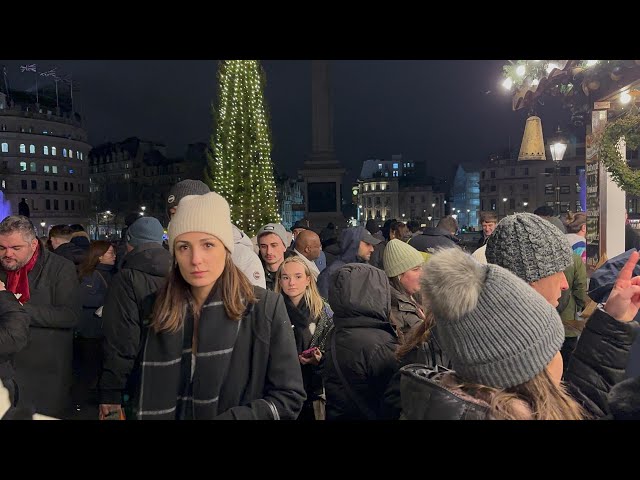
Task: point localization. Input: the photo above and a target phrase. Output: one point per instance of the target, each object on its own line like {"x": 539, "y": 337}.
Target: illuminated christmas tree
{"x": 239, "y": 158}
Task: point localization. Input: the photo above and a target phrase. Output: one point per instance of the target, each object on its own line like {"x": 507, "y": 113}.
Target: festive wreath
{"x": 627, "y": 126}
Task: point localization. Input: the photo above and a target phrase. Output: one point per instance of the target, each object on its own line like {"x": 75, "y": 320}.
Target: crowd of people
{"x": 389, "y": 321}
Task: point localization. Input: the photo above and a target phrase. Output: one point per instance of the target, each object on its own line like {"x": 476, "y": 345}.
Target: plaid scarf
{"x": 18, "y": 281}
{"x": 175, "y": 383}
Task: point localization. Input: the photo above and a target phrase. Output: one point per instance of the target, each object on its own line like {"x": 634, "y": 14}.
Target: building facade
{"x": 465, "y": 194}
{"x": 508, "y": 185}
{"x": 398, "y": 189}
{"x": 132, "y": 174}
{"x": 44, "y": 159}
{"x": 290, "y": 200}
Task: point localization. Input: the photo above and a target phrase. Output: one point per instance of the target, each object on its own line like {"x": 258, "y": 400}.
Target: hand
{"x": 624, "y": 300}
{"x": 315, "y": 360}
{"x": 110, "y": 410}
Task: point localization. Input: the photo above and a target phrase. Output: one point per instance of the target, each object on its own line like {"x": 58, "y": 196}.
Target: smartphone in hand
{"x": 309, "y": 352}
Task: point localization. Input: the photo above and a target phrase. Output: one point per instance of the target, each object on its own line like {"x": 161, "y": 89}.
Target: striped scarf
{"x": 175, "y": 383}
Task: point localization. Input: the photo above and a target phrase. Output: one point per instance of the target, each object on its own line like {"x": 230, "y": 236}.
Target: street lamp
{"x": 558, "y": 147}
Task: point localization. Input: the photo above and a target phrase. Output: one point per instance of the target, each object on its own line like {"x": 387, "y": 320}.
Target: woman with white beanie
{"x": 403, "y": 264}
{"x": 217, "y": 347}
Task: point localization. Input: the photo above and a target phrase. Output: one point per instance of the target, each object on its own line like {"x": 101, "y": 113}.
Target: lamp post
{"x": 558, "y": 147}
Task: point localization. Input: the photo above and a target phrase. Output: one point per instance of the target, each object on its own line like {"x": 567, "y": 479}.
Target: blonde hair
{"x": 537, "y": 399}
{"x": 169, "y": 310}
{"x": 311, "y": 293}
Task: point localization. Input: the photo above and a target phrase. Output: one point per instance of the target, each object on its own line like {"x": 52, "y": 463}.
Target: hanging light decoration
{"x": 532, "y": 146}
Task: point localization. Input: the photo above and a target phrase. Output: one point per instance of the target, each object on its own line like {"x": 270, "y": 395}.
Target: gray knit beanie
{"x": 496, "y": 329}
{"x": 529, "y": 246}
{"x": 184, "y": 188}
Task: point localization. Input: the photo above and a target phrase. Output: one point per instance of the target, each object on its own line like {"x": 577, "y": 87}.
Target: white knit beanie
{"x": 207, "y": 213}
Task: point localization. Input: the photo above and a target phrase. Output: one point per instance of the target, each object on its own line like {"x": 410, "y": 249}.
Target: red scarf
{"x": 18, "y": 282}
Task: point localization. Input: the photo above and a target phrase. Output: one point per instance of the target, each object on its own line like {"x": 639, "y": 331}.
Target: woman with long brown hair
{"x": 217, "y": 347}
{"x": 312, "y": 322}
{"x": 504, "y": 338}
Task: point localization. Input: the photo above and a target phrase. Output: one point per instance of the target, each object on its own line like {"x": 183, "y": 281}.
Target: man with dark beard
{"x": 45, "y": 283}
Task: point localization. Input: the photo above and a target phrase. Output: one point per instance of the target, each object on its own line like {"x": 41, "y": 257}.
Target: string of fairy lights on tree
{"x": 239, "y": 159}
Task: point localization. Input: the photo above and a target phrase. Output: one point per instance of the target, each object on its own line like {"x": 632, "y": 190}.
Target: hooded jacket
{"x": 143, "y": 273}
{"x": 245, "y": 258}
{"x": 349, "y": 245}
{"x": 364, "y": 343}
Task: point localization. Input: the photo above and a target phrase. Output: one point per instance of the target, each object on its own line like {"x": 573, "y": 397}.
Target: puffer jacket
{"x": 246, "y": 259}
{"x": 600, "y": 285}
{"x": 596, "y": 366}
{"x": 365, "y": 343}
{"x": 433, "y": 238}
{"x": 143, "y": 273}
{"x": 404, "y": 311}
{"x": 349, "y": 244}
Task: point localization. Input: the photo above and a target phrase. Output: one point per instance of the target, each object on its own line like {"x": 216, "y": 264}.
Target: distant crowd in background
{"x": 382, "y": 321}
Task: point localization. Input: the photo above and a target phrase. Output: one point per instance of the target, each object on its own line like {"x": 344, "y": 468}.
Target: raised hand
{"x": 624, "y": 300}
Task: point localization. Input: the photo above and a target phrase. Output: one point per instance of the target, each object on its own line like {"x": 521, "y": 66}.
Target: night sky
{"x": 439, "y": 111}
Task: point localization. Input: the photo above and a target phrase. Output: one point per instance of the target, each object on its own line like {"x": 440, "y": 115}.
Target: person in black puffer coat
{"x": 506, "y": 353}
{"x": 143, "y": 272}
{"x": 363, "y": 342}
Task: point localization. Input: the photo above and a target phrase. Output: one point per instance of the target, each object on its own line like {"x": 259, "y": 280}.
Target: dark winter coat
{"x": 365, "y": 343}
{"x": 596, "y": 366}
{"x": 14, "y": 333}
{"x": 72, "y": 252}
{"x": 429, "y": 355}
{"x": 349, "y": 245}
{"x": 433, "y": 238}
{"x": 43, "y": 367}
{"x": 263, "y": 380}
{"x": 93, "y": 290}
{"x": 143, "y": 272}
{"x": 600, "y": 286}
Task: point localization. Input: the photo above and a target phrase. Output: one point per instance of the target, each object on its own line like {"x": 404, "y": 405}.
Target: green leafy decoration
{"x": 627, "y": 126}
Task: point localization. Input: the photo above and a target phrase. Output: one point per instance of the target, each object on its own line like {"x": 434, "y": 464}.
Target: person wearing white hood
{"x": 244, "y": 255}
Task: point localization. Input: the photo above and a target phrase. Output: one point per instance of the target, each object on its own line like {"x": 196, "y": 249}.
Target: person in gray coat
{"x": 357, "y": 245}
{"x": 47, "y": 285}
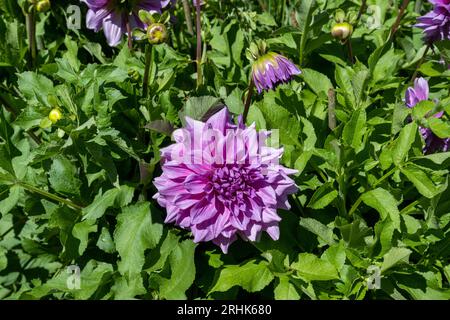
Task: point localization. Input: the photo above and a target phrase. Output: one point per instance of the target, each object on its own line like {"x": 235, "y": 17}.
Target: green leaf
{"x": 182, "y": 267}
{"x": 319, "y": 83}
{"x": 395, "y": 256}
{"x": 335, "y": 254}
{"x": 354, "y": 129}
{"x": 35, "y": 88}
{"x": 312, "y": 268}
{"x": 135, "y": 233}
{"x": 81, "y": 231}
{"x": 404, "y": 142}
{"x": 384, "y": 202}
{"x": 322, "y": 231}
{"x": 63, "y": 176}
{"x": 421, "y": 181}
{"x": 128, "y": 287}
{"x": 323, "y": 196}
{"x": 3, "y": 259}
{"x": 439, "y": 127}
{"x": 285, "y": 290}
{"x": 197, "y": 107}
{"x": 117, "y": 197}
{"x": 105, "y": 241}
{"x": 252, "y": 276}
{"x": 7, "y": 204}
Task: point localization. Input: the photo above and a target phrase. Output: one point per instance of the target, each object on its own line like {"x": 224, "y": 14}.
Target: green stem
{"x": 248, "y": 100}
{"x": 358, "y": 202}
{"x": 149, "y": 56}
{"x": 31, "y": 32}
{"x": 305, "y": 32}
{"x": 421, "y": 62}
{"x": 187, "y": 15}
{"x": 199, "y": 45}
{"x": 49, "y": 195}
{"x": 399, "y": 17}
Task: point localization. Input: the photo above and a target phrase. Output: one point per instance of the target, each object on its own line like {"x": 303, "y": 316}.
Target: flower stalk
{"x": 31, "y": 33}
{"x": 199, "y": 44}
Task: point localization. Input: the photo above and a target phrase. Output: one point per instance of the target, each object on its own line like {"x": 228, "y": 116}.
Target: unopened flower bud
{"x": 342, "y": 31}
{"x": 55, "y": 115}
{"x": 157, "y": 33}
{"x": 134, "y": 75}
{"x": 43, "y": 5}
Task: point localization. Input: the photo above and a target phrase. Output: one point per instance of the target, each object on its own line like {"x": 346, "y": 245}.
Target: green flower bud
{"x": 157, "y": 33}
{"x": 339, "y": 16}
{"x": 43, "y": 6}
{"x": 134, "y": 75}
{"x": 55, "y": 115}
{"x": 342, "y": 31}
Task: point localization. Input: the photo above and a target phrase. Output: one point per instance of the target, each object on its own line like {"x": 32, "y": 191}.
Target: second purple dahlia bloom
{"x": 436, "y": 23}
{"x": 217, "y": 187}
{"x": 112, "y": 16}
{"x": 414, "y": 95}
{"x": 271, "y": 69}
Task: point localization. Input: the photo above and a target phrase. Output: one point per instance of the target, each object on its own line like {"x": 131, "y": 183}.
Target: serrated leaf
{"x": 286, "y": 290}
{"x": 322, "y": 231}
{"x": 182, "y": 267}
{"x": 384, "y": 202}
{"x": 403, "y": 143}
{"x": 135, "y": 233}
{"x": 394, "y": 257}
{"x": 312, "y": 268}
{"x": 63, "y": 176}
{"x": 252, "y": 276}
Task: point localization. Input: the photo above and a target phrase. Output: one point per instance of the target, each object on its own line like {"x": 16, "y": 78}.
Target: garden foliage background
{"x": 79, "y": 192}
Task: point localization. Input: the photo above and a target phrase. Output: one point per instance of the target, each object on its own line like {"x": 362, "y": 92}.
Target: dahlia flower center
{"x": 231, "y": 182}
{"x": 265, "y": 60}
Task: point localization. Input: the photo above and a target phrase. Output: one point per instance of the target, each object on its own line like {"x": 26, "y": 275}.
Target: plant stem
{"x": 130, "y": 34}
{"x": 360, "y": 12}
{"x": 199, "y": 45}
{"x": 350, "y": 51}
{"x": 358, "y": 202}
{"x": 49, "y": 195}
{"x": 418, "y": 6}
{"x": 188, "y": 17}
{"x": 331, "y": 109}
{"x": 421, "y": 62}
{"x": 399, "y": 17}
{"x": 148, "y": 64}
{"x": 248, "y": 100}
{"x": 31, "y": 32}
{"x": 11, "y": 110}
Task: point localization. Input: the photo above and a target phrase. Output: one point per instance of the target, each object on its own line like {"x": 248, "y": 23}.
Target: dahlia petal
{"x": 113, "y": 28}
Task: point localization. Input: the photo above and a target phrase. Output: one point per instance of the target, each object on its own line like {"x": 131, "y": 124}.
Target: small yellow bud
{"x": 55, "y": 115}
{"x": 157, "y": 33}
{"x": 43, "y": 5}
{"x": 342, "y": 31}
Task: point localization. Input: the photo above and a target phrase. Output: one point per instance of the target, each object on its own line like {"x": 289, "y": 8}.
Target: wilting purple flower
{"x": 420, "y": 92}
{"x": 112, "y": 16}
{"x": 272, "y": 69}
{"x": 219, "y": 188}
{"x": 436, "y": 23}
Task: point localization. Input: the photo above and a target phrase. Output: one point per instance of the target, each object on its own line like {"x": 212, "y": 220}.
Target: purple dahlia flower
{"x": 219, "y": 188}
{"x": 420, "y": 92}
{"x": 112, "y": 16}
{"x": 271, "y": 69}
{"x": 436, "y": 23}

━━━━━━━━━━━━━━━━━━━━

» Exercise brief: Pull out every line of the entries above that contains the string "scarf", and reproduce each one unchanged.

» Problem solution:
Target: plaid scarf
Target: striped scarf
Target: red scarf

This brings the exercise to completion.